| Given request |
In the lines below, find the one that contains "pixel 269 186." and write it out exactly, along with every line that follows it.

| Supplied material |
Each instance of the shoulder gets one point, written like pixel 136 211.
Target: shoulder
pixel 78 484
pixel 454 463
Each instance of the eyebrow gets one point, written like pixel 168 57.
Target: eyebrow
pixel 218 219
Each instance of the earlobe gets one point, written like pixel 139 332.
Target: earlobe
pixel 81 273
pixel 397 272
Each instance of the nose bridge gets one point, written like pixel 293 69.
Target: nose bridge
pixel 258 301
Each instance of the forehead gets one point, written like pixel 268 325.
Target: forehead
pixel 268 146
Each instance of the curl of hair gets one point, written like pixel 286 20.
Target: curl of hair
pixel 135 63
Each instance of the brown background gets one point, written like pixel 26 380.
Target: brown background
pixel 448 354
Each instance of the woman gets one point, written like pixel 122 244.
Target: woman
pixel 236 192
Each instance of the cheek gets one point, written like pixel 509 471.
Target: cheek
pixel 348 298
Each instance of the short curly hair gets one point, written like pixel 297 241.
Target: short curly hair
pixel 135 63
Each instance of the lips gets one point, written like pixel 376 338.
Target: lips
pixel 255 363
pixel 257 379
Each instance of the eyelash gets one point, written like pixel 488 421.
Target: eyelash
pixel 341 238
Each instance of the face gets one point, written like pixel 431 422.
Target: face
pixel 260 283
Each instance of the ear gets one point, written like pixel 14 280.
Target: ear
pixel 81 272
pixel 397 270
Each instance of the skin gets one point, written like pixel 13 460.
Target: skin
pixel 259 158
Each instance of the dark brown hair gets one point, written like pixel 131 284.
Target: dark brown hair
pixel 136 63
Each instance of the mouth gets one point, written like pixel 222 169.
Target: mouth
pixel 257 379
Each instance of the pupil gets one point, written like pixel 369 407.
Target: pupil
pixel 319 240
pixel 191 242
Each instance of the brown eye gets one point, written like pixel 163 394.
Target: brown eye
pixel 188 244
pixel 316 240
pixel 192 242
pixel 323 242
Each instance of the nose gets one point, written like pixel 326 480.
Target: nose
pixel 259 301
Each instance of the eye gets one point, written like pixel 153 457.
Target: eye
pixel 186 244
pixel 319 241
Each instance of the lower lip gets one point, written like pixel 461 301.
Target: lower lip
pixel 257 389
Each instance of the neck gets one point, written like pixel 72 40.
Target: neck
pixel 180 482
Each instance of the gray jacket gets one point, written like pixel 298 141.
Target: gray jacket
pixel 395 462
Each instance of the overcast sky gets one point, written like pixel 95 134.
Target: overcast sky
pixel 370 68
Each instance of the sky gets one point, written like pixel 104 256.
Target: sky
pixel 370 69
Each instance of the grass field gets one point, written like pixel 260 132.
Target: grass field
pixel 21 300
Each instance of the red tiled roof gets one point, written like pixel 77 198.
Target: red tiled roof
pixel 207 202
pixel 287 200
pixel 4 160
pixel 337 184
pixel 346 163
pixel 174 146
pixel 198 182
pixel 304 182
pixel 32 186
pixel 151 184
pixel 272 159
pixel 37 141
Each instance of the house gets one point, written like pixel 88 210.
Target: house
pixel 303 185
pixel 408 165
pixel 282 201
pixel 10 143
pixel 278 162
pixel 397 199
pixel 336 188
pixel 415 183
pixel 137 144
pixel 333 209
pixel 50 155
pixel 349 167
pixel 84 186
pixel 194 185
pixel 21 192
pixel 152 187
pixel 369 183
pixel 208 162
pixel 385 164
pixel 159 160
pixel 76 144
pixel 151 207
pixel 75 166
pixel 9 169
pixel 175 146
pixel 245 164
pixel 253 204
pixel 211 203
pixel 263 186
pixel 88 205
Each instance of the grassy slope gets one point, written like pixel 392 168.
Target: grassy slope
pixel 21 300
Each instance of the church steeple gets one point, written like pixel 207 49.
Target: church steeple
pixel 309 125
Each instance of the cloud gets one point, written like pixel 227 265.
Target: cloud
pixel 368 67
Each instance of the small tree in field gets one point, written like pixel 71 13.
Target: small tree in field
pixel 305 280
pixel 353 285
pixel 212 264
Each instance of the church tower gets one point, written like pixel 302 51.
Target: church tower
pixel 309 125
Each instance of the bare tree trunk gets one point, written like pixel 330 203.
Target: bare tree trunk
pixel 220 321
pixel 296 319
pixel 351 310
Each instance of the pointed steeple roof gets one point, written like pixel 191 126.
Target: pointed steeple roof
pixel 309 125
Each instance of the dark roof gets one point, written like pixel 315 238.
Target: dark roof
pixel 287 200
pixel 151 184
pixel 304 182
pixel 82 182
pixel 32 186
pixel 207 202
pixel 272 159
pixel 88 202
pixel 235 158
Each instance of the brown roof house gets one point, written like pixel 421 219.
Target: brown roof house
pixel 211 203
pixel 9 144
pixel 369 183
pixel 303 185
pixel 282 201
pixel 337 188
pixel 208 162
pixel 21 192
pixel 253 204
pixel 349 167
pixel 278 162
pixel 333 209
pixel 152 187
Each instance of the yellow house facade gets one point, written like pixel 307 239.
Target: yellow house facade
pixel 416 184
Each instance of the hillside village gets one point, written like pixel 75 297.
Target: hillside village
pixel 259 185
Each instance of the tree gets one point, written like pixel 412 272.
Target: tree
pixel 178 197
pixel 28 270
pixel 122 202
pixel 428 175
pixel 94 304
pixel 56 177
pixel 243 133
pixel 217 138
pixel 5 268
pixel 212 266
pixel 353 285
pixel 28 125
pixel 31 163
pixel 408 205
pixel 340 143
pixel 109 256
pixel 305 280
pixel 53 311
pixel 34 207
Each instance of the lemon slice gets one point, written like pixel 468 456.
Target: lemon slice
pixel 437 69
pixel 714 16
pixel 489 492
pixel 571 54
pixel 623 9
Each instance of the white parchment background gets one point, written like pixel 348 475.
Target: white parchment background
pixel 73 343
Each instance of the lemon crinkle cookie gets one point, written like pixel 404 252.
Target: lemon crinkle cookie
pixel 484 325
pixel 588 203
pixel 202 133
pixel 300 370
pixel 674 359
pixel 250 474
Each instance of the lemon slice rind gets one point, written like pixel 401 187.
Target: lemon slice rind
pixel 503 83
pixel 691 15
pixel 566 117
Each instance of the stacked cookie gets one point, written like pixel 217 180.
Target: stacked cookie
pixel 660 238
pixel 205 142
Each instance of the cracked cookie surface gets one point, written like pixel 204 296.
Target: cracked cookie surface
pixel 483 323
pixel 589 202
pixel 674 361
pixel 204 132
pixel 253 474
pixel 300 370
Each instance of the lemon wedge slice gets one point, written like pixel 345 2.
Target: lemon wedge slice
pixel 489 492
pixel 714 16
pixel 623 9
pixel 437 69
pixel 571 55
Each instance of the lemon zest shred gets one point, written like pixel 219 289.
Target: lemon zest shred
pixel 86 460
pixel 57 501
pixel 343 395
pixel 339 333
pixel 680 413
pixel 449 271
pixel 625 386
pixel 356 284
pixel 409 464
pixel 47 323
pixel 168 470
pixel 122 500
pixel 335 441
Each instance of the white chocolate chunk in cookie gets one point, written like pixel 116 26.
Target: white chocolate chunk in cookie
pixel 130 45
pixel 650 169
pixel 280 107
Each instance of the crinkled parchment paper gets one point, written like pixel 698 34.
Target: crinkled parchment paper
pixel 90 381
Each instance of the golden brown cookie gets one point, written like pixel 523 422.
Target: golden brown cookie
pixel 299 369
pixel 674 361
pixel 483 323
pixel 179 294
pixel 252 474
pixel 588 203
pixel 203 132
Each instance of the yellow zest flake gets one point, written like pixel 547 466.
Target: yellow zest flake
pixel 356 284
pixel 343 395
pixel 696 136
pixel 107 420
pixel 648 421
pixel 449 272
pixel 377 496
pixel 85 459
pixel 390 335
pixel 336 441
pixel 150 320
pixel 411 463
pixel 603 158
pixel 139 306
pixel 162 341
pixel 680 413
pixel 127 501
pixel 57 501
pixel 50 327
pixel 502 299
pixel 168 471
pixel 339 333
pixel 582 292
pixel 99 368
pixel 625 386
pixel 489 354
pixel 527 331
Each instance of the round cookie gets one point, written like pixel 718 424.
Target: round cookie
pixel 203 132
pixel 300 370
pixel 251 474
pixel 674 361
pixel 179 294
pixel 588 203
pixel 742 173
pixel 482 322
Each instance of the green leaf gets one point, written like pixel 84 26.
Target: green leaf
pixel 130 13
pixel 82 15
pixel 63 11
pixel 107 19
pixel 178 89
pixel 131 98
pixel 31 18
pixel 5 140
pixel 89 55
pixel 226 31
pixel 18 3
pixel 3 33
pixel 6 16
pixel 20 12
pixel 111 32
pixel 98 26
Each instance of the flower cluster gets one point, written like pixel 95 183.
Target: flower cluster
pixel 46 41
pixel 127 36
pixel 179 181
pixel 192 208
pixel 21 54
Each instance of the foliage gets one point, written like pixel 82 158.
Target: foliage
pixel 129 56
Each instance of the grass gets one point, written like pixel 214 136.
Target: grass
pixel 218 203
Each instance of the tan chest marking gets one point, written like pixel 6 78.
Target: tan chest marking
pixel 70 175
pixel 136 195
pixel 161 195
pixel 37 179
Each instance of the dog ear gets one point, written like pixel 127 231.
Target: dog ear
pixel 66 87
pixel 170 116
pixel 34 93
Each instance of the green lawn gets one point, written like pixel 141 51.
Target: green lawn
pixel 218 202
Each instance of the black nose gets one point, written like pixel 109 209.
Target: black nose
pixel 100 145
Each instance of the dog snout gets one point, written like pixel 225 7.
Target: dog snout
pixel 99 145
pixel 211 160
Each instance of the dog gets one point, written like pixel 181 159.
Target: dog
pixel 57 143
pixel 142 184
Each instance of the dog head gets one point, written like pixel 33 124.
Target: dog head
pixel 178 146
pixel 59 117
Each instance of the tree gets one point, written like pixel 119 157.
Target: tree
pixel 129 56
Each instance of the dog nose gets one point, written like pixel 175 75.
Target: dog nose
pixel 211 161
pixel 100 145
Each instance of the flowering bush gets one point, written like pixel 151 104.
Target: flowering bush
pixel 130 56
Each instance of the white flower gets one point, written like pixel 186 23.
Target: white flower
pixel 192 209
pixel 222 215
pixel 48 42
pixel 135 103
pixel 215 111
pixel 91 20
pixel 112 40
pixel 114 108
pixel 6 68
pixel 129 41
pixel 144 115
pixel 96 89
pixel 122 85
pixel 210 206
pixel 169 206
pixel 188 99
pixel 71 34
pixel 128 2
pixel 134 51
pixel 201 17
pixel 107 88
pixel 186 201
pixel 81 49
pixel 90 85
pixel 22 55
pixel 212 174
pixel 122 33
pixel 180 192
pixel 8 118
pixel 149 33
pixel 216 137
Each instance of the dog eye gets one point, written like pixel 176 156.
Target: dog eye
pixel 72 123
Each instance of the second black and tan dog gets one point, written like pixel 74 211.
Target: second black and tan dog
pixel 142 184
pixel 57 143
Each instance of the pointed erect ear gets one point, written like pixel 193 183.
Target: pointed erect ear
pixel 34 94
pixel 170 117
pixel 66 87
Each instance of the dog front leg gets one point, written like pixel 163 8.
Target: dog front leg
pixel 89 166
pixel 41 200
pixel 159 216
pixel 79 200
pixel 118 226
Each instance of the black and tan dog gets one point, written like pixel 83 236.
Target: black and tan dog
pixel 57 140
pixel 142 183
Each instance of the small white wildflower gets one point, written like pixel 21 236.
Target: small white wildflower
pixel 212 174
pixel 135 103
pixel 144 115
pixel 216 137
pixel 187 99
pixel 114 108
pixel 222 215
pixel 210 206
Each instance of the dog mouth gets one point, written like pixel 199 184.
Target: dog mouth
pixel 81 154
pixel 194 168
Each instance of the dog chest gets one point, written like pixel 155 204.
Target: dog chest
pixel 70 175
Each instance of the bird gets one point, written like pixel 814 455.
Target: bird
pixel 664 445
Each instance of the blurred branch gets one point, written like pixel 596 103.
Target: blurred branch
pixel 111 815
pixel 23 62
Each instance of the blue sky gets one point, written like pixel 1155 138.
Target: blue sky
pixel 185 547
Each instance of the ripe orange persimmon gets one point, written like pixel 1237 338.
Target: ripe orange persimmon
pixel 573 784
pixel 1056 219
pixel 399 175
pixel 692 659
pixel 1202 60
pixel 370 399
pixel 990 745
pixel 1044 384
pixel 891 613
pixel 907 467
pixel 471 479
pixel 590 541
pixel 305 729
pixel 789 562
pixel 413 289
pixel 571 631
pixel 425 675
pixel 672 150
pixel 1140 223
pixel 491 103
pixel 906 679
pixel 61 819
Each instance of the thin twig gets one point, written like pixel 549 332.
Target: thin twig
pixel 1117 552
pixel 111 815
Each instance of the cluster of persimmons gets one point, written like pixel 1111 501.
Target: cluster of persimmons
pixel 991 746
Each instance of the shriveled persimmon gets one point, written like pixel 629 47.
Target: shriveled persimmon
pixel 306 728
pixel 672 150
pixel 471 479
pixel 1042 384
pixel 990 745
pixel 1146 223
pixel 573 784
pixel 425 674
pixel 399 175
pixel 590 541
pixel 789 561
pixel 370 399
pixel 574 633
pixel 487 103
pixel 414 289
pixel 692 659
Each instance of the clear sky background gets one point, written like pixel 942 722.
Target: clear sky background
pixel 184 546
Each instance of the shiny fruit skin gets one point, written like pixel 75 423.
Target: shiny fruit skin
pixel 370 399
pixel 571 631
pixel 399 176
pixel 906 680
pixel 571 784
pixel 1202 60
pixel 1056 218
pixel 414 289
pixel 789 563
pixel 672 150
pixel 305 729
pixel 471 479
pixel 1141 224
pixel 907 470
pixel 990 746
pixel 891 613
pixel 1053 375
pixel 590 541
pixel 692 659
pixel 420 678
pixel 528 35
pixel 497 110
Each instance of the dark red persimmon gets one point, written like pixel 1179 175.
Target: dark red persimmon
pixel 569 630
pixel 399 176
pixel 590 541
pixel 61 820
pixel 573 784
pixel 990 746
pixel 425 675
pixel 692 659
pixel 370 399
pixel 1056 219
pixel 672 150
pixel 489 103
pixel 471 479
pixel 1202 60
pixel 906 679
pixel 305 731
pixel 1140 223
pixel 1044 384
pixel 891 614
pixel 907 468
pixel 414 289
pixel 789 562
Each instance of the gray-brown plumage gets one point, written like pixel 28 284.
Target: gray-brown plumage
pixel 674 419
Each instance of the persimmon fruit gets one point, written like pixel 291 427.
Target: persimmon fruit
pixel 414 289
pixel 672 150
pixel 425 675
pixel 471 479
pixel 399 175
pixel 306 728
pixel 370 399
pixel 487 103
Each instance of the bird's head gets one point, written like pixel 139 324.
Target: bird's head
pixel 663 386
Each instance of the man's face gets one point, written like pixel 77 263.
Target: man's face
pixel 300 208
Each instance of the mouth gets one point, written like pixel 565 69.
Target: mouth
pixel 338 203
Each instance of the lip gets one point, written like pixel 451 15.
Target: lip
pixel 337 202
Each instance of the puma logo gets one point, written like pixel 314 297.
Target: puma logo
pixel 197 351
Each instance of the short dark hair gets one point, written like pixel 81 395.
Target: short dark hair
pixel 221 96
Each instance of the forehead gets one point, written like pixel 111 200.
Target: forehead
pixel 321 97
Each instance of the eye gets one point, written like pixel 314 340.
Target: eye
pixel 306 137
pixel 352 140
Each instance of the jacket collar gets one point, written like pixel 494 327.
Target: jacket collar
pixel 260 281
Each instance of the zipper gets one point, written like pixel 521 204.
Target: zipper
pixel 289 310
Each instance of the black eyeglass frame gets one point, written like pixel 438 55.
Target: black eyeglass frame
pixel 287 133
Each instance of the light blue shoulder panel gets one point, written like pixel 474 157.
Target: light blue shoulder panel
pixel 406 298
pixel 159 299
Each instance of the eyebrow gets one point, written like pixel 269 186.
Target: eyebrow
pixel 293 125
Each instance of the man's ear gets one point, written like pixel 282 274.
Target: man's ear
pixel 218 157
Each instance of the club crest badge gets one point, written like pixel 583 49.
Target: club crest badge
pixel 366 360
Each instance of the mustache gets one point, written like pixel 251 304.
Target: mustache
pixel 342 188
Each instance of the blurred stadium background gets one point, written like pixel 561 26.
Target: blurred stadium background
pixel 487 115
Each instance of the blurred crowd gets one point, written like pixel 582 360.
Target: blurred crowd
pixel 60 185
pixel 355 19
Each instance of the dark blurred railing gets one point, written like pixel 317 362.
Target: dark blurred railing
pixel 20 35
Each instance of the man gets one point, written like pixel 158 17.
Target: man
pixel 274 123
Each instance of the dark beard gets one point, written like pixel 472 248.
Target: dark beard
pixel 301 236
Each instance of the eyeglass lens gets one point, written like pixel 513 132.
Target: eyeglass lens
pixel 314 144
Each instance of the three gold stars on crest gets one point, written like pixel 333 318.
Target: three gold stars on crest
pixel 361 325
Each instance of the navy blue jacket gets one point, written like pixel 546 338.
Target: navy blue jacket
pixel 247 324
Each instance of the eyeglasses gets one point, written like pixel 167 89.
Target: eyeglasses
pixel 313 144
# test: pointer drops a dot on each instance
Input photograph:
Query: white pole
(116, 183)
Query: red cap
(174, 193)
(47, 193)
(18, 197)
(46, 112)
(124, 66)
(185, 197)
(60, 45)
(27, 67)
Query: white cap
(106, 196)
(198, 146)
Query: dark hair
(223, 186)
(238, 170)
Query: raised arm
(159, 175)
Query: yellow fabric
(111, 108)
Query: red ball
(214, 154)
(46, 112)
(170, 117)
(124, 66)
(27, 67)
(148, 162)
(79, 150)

| Solution below |
Each instance of the eyebrow gets one point, written like pixel 269 186.
Target: eyebrow
pixel 293 125
Each instance of the man's ear gets one point, written like pixel 282 274.
Target: man's ear
pixel 218 157
Each instance of the club crest badge gets one point, written like pixel 583 49.
Target: club crest badge
pixel 366 360
Each instance of the mustache gets one point, written like pixel 251 304.
Target: mustache
pixel 342 188
Each instance of the blurred stadium background gets one point, written like pixel 561 26.
Target: blurred stadium background
pixel 487 115
Each instance of the blurred crowd gets one point, written like pixel 582 360.
Target: blurred crowd
pixel 60 185
pixel 355 19
Each instance of the dark blurred railing gets one point, written like pixel 317 362.
Target: dark blurred railing
pixel 20 35
Each instance of the man gets one point, written like pixel 158 17.
Target: man
pixel 274 123
Each instance of the dark beard gets one point, written like pixel 472 248.
Target: dark beard
pixel 301 236
Each instance of the eyeglass lens gets one point, written like pixel 513 132.
Target: eyeglass lens
pixel 314 144
Each instance of the three gold stars on crest gets one point, written like pixel 333 318.
Target: three gold stars on crest
pixel 361 325
Each instance of the navy blue jacket gets one point, written like pixel 546 338.
Target: navy blue jacket
pixel 247 324
Each instance of the eyeglasses gets one point, written like pixel 167 89.
Target: eyeglasses
pixel 313 144
# test: pointer drops a dot on each instance
Input photograph:
Query: white pole
(116, 183)
Query: red cap
(174, 193)
(47, 193)
(18, 197)
(46, 112)
(124, 66)
(185, 197)
(60, 45)
(27, 67)
Query: white cap
(106, 196)
(198, 146)
Query: dark hair
(223, 186)
(238, 170)
Query: raised arm
(159, 175)
Query: yellow fabric
(111, 108)
Query: red ball
(214, 154)
(46, 112)
(170, 117)
(124, 66)
(27, 67)
(148, 162)
(79, 150)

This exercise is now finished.